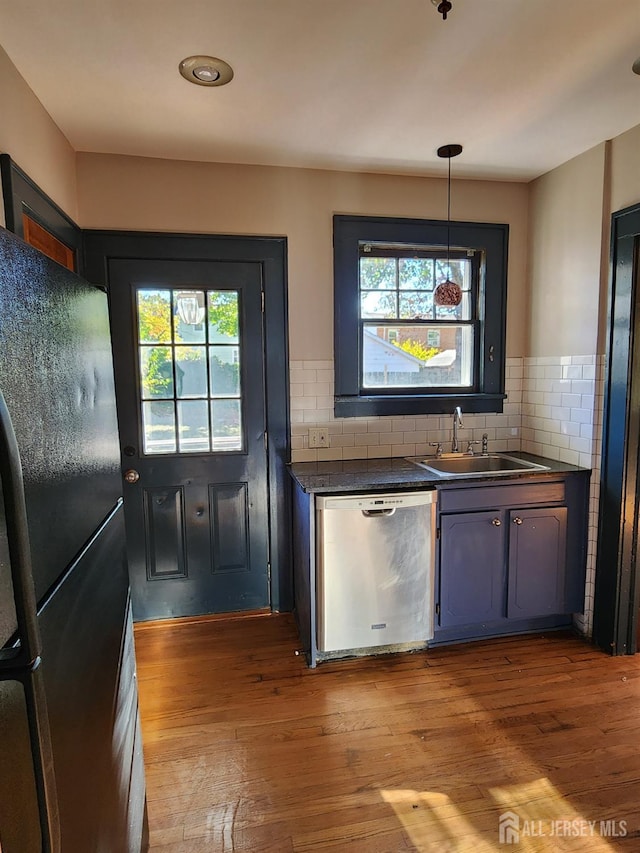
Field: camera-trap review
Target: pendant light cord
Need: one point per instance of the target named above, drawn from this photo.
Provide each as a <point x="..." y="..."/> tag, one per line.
<point x="449" y="221"/>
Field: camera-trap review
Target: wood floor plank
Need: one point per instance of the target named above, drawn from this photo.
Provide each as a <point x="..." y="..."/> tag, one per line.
<point x="246" y="749"/>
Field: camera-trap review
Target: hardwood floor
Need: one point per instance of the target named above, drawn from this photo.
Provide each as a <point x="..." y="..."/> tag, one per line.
<point x="248" y="750"/>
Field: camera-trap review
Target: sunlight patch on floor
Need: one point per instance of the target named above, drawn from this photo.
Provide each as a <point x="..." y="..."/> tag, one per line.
<point x="535" y="818"/>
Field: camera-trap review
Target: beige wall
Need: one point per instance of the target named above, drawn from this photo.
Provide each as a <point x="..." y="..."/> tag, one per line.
<point x="147" y="194"/>
<point x="565" y="243"/>
<point x="34" y="142"/>
<point x="625" y="169"/>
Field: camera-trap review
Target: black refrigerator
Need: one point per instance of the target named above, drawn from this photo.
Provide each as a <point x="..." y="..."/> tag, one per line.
<point x="71" y="768"/>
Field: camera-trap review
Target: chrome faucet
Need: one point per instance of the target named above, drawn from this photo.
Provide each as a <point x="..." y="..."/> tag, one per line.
<point x="457" y="421"/>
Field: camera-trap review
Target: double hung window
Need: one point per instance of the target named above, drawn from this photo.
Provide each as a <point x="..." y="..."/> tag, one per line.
<point x="419" y="316"/>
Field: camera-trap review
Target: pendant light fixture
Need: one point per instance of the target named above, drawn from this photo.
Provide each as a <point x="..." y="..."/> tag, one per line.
<point x="443" y="6"/>
<point x="190" y="306"/>
<point x="448" y="292"/>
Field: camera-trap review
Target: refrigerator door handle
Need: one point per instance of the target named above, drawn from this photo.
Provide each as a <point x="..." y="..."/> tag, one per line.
<point x="22" y="662"/>
<point x="19" y="549"/>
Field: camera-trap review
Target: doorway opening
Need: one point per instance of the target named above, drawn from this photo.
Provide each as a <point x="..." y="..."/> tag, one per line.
<point x="199" y="334"/>
<point x="617" y="588"/>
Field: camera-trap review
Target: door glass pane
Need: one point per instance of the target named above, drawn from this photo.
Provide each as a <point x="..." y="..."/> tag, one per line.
<point x="191" y="372"/>
<point x="193" y="426"/>
<point x="223" y="316"/>
<point x="189" y="316"/>
<point x="154" y="316"/>
<point x="425" y="356"/>
<point x="189" y="357"/>
<point x="156" y="372"/>
<point x="225" y="371"/>
<point x="226" y="424"/>
<point x="159" y="427"/>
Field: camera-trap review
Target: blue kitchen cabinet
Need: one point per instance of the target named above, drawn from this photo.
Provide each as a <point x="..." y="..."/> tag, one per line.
<point x="537" y="562"/>
<point x="512" y="556"/>
<point x="472" y="582"/>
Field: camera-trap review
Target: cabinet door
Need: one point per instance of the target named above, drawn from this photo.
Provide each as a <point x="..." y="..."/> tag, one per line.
<point x="472" y="568"/>
<point x="537" y="560"/>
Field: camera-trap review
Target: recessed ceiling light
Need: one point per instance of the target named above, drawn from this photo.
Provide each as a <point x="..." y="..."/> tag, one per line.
<point x="206" y="70"/>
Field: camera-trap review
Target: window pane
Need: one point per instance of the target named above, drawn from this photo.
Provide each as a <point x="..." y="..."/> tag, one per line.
<point x="423" y="356"/>
<point x="189" y="316"/>
<point x="374" y="304"/>
<point x="455" y="312"/>
<point x="154" y="316"/>
<point x="457" y="270"/>
<point x="417" y="305"/>
<point x="416" y="273"/>
<point x="191" y="372"/>
<point x="223" y="316"/>
<point x="225" y="371"/>
<point x="193" y="426"/>
<point x="156" y="372"/>
<point x="159" y="426"/>
<point x="226" y="424"/>
<point x="378" y="273"/>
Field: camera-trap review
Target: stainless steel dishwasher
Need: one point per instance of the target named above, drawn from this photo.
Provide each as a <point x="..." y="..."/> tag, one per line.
<point x="375" y="570"/>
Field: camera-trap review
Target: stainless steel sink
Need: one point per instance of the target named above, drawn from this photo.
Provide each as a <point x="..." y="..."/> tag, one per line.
<point x="462" y="465"/>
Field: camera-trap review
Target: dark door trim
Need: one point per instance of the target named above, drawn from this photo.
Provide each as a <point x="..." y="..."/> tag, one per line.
<point x="271" y="252"/>
<point x="617" y="584"/>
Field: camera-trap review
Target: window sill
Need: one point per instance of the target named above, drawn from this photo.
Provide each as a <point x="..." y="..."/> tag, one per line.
<point x="414" y="404"/>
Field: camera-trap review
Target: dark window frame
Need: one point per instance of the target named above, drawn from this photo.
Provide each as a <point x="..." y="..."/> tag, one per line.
<point x="349" y="232"/>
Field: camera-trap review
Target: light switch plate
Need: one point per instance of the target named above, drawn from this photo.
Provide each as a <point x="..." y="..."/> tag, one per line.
<point x="318" y="438"/>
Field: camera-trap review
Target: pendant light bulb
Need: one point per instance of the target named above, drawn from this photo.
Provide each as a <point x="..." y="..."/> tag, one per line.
<point x="448" y="293"/>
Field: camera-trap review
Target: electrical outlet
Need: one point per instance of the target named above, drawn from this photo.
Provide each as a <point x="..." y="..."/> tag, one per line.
<point x="318" y="438"/>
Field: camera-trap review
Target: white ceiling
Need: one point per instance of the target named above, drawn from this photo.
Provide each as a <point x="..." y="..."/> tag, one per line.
<point x="367" y="85"/>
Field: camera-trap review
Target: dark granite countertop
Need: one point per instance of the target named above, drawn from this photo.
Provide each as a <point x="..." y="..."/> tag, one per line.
<point x="357" y="475"/>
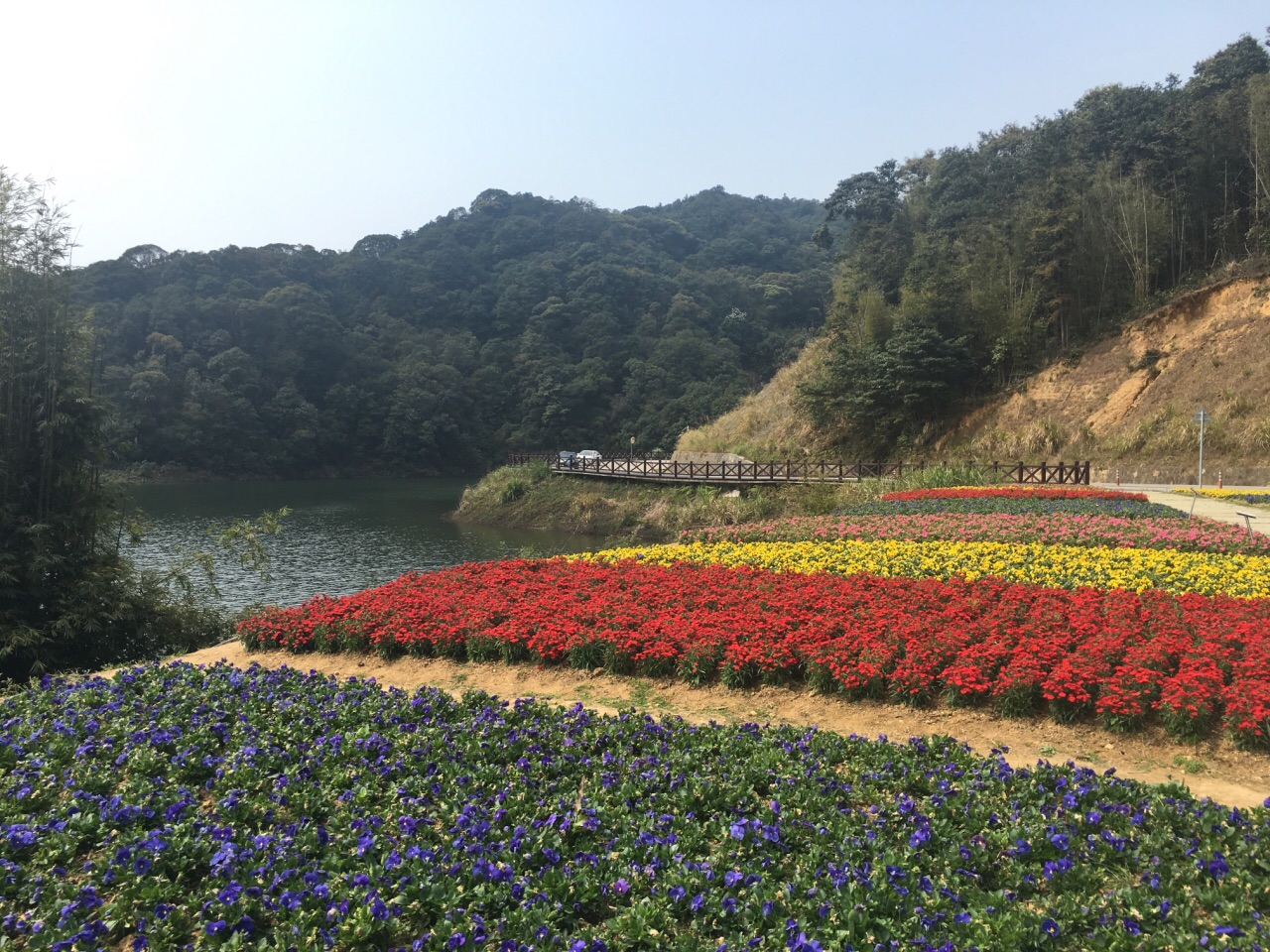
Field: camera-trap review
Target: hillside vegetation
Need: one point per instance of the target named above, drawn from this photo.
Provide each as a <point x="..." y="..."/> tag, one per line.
<point x="520" y="322"/>
<point x="1125" y="403"/>
<point x="962" y="272"/>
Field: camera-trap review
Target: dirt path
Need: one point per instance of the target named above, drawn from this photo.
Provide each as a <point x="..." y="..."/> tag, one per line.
<point x="1206" y="507"/>
<point x="1211" y="770"/>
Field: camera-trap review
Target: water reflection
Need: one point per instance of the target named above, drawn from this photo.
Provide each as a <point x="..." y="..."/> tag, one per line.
<point x="340" y="537"/>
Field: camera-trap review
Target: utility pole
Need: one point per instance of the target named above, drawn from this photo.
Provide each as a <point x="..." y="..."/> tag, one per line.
<point x="1202" y="417"/>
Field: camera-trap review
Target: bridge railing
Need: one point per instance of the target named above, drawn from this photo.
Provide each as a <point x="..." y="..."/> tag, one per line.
<point x="792" y="470"/>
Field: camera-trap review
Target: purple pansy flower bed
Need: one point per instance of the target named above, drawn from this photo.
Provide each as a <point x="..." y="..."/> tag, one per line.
<point x="187" y="807"/>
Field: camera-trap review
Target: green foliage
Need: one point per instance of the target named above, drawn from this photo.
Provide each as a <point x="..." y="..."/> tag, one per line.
<point x="1037" y="239"/>
<point x="883" y="394"/>
<point x="516" y="324"/>
<point x="67" y="597"/>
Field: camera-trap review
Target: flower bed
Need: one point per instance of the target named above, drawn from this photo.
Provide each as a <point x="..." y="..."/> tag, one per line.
<point x="1046" y="529"/>
<point x="1123" y="655"/>
<point x="1012" y="493"/>
<point x="1034" y="563"/>
<point x="1017" y="504"/>
<point x="181" y="807"/>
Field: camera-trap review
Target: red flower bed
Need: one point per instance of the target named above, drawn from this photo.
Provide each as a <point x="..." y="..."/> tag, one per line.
<point x="1012" y="493"/>
<point x="1120" y="654"/>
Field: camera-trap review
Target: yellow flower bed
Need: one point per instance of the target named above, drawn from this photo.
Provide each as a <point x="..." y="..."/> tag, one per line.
<point x="1219" y="493"/>
<point x="1061" y="566"/>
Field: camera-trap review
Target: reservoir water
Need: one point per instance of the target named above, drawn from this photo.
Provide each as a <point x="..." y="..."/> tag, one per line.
<point x="341" y="536"/>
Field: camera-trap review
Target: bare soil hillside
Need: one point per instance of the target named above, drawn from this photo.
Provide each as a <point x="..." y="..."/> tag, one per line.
<point x="1128" y="403"/>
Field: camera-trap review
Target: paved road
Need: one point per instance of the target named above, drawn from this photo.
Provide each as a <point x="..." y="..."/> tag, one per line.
<point x="1205" y="506"/>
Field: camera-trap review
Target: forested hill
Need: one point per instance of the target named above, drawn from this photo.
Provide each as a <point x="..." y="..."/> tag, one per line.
<point x="960" y="272"/>
<point x="517" y="322"/>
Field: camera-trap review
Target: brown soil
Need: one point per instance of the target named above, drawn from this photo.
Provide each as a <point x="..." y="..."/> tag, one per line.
<point x="1127" y="403"/>
<point x="1211" y="770"/>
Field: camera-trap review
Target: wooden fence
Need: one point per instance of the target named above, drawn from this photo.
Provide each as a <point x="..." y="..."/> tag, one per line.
<point x="786" y="471"/>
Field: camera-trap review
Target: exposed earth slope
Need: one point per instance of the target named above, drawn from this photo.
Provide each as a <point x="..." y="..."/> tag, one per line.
<point x="1125" y="403"/>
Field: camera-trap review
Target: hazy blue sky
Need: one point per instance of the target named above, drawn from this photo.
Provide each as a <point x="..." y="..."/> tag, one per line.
<point x="199" y="125"/>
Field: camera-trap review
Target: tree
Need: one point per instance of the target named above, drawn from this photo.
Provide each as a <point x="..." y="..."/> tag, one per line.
<point x="55" y="575"/>
<point x="67" y="597"/>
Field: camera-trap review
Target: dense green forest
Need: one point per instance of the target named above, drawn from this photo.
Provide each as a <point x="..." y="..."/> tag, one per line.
<point x="520" y="322"/>
<point x="959" y="272"/>
<point x="524" y="322"/>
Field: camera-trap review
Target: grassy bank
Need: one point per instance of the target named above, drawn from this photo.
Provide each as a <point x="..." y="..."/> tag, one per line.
<point x="532" y="498"/>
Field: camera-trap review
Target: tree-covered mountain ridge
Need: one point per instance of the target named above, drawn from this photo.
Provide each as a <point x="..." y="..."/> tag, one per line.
<point x="522" y="322"/>
<point x="959" y="275"/>
<point x="517" y="322"/>
<point x="1125" y="403"/>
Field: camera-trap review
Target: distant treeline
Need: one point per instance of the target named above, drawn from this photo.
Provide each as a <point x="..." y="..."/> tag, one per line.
<point x="525" y="322"/>
<point x="961" y="271"/>
<point x="516" y="324"/>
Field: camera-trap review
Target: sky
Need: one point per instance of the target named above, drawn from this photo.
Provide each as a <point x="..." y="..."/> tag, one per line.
<point x="194" y="125"/>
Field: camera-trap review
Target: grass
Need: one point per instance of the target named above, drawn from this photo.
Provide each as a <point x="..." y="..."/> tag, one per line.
<point x="1191" y="765"/>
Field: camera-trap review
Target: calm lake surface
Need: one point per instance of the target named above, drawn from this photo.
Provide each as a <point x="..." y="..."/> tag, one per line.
<point x="341" y="535"/>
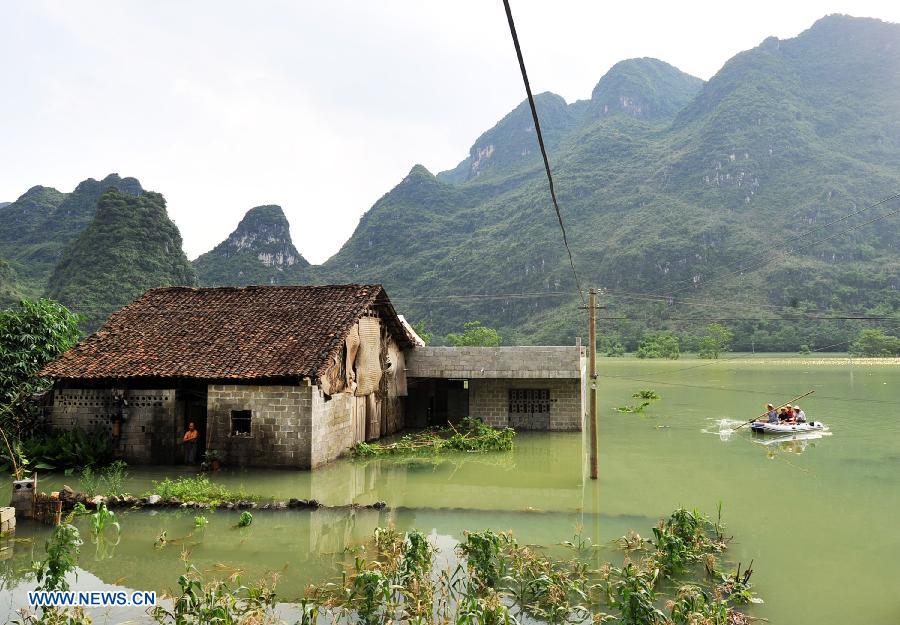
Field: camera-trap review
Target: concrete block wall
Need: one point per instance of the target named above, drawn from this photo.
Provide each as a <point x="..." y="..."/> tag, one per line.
<point x="332" y="426"/>
<point x="489" y="401"/>
<point x="529" y="362"/>
<point x="280" y="426"/>
<point x="149" y="433"/>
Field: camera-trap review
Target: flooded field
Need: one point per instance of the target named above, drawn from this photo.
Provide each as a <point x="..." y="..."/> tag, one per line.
<point x="817" y="516"/>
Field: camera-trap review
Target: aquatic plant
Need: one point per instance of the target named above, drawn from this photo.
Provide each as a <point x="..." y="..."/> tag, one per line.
<point x="199" y="489"/>
<point x="201" y="603"/>
<point x="684" y="539"/>
<point x="693" y="605"/>
<point x="114" y="476"/>
<point x="470" y="435"/>
<point x="647" y="397"/>
<point x="63" y="548"/>
<point x="102" y="519"/>
<point x="632" y="591"/>
<point x="90" y="481"/>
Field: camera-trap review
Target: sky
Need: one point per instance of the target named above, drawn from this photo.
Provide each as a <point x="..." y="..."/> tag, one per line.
<point x="319" y="107"/>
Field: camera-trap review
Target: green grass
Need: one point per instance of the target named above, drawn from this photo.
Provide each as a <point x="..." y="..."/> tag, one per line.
<point x="199" y="489"/>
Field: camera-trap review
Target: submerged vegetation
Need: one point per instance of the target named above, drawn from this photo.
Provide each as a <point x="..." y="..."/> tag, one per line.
<point x="470" y="435"/>
<point x="647" y="397"/>
<point x="492" y="579"/>
<point x="198" y="489"/>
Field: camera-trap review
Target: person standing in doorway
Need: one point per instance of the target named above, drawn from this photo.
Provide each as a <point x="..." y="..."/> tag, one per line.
<point x="190" y="444"/>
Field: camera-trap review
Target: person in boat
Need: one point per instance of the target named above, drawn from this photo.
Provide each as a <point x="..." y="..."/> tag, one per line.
<point x="789" y="412"/>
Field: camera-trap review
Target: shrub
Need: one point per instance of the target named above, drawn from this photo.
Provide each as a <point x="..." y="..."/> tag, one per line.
<point x="659" y="345"/>
<point x="198" y="489"/>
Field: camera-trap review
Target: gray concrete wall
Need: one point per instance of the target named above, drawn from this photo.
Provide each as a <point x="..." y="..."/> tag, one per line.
<point x="332" y="426"/>
<point x="151" y="429"/>
<point x="489" y="401"/>
<point x="545" y="362"/>
<point x="280" y="427"/>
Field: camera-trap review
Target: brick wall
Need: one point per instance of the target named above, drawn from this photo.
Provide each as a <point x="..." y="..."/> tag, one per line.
<point x="151" y="429"/>
<point x="489" y="401"/>
<point x="280" y="425"/>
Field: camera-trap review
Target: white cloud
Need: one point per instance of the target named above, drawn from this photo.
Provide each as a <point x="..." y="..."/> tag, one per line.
<point x="318" y="107"/>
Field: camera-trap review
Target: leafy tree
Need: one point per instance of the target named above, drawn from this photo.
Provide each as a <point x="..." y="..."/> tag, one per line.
<point x="717" y="340"/>
<point x="475" y="335"/>
<point x="873" y="342"/>
<point x="30" y="337"/>
<point x="611" y="346"/>
<point x="423" y="332"/>
<point x="659" y="345"/>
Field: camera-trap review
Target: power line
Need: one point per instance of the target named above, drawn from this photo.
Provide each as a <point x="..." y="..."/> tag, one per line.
<point x="540" y="137"/>
<point x="746" y="356"/>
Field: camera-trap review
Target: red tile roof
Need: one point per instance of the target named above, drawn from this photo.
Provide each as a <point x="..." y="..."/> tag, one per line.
<point x="228" y="333"/>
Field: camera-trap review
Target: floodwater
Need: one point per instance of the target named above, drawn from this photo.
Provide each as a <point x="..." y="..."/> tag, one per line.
<point x="817" y="516"/>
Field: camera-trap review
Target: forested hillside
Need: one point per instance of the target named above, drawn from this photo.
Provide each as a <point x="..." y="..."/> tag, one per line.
<point x="130" y="246"/>
<point x="668" y="186"/>
<point x="36" y="228"/>
<point x="752" y="198"/>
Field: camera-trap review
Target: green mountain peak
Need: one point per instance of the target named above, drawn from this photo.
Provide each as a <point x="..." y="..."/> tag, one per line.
<point x="510" y="145"/>
<point x="259" y="251"/>
<point x="130" y="246"/>
<point x="644" y="87"/>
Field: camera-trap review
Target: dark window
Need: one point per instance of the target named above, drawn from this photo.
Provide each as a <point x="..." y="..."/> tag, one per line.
<point x="529" y="400"/>
<point x="240" y="422"/>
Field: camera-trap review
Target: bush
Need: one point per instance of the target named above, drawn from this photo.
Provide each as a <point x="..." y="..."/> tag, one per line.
<point x="659" y="345"/>
<point x="31" y="336"/>
<point x="717" y="340"/>
<point x="198" y="489"/>
<point x="471" y="435"/>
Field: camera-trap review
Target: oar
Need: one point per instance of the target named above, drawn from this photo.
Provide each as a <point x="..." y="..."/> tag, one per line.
<point x="790" y="401"/>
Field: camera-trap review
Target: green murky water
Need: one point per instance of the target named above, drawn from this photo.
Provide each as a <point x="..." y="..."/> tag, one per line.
<point x="818" y="516"/>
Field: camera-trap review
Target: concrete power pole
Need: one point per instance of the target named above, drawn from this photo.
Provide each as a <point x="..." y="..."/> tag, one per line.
<point x="592" y="378"/>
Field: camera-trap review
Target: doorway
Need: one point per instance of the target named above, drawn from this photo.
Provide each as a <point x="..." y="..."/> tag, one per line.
<point x="191" y="401"/>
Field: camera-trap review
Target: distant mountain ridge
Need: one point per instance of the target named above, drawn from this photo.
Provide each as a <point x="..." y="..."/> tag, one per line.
<point x="668" y="184"/>
<point x="259" y="251"/>
<point x="36" y="228"/>
<point x="130" y="246"/>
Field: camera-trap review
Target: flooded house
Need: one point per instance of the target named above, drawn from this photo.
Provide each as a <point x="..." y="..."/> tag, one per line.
<point x="292" y="376"/>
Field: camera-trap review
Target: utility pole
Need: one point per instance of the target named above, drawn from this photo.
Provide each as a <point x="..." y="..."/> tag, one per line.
<point x="592" y="394"/>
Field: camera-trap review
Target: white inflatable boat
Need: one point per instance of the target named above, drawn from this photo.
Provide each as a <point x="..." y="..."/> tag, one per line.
<point x="764" y="427"/>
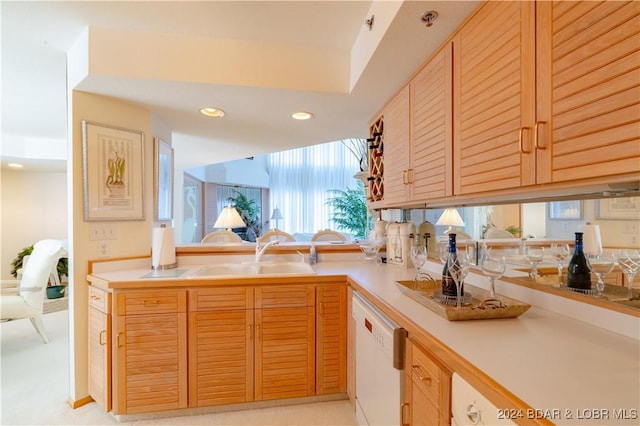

######

Count the lines above that contain the string "forested", and reply with that number alone.

> _WRITTEN REPLY_: 2